### Extract provided:
**********

Armenia has been scrambling to add hospital capacity as its outbreak of COVID-19 continues to grow.
At a June 6 press conference, Prime Minister Nikol Pashinyan said that patients were not being treated properly and even dying because the country’s hospitals had been overwhelmed.
“Two hundred people [with the disease] are waiting to be hospitalized,” he said. “Moreover, our health care system is so overwhelmed that a person died because of a late response … two people have died because they needed to be in intensive care but had to be cared for in the general part of the hospital due to a lack of intensive care beds.”
Armenia has 186 intensive-care beds, and health officials have been warning that that was soon not going to be enough. The country’s outbreak is the most serious in the region, with a total of 8,933 active cases as of June 9, with 217 patients dying of the disease and a further 74 dying while they had the disease.
On June 6, the country announced its highest number of new cases to date: 766, nearly as much as neighboring Georgia has registered throughout the entire pandemic. On June 8, though, the numbers were positive: Armenia registered 350 new cases but those were outnumbered by the number of recoveries, 352. Still, a high proportion of positive tests suggests that Armenia’s official numbers, as high as they are, may in fact be an undercount.
There are currently nine state hospitals treating coronavirus patients: six in Yerevan and others in Artashat, Gyumri, and Vanadzor. Two private hospitals in Yerevan also have been treating patients.

**********

### Requirement:
From the passage on Armenia's hospitals, copy the part between "At a June 6" and "had been overwhelmed.", inclusive, swapping "press conference" for "news briefing".

Referring expression data:
**********

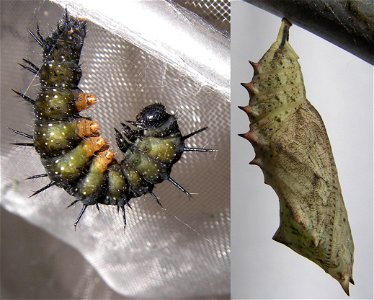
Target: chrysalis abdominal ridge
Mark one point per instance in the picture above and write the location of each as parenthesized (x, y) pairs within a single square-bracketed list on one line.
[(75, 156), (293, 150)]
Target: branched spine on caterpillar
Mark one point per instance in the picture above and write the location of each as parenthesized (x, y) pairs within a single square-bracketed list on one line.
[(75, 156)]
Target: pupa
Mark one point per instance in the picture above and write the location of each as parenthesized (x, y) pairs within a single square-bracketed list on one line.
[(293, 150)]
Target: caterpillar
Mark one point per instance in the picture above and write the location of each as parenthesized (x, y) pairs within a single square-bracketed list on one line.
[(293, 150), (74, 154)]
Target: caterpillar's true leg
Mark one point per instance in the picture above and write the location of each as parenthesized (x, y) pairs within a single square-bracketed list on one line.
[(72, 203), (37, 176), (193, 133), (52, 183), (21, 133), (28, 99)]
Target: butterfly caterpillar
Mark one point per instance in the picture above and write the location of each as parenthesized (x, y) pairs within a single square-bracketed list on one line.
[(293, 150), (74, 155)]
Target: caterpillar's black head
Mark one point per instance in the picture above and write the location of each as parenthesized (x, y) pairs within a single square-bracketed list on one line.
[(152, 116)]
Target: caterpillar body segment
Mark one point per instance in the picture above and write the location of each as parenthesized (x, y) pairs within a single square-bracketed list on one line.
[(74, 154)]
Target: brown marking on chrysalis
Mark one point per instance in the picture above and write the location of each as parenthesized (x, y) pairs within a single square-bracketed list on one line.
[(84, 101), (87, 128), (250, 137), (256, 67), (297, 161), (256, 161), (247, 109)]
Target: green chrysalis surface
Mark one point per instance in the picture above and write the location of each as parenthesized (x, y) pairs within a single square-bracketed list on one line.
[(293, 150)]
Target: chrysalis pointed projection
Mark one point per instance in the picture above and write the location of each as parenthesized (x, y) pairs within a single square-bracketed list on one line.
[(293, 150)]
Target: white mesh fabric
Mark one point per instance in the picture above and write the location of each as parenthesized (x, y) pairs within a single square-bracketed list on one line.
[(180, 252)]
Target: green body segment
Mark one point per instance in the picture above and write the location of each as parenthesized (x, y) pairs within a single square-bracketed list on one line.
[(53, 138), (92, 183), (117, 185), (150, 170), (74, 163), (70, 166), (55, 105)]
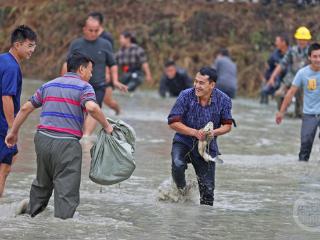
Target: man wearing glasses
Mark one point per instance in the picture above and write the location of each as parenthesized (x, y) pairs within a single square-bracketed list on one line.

**********

### Reply:
At a June 6 news briefing, Prime Minister Nikol Pashinyan said that patients were not being treated properly and even dying because the country’s hospitals had been overwhelmed.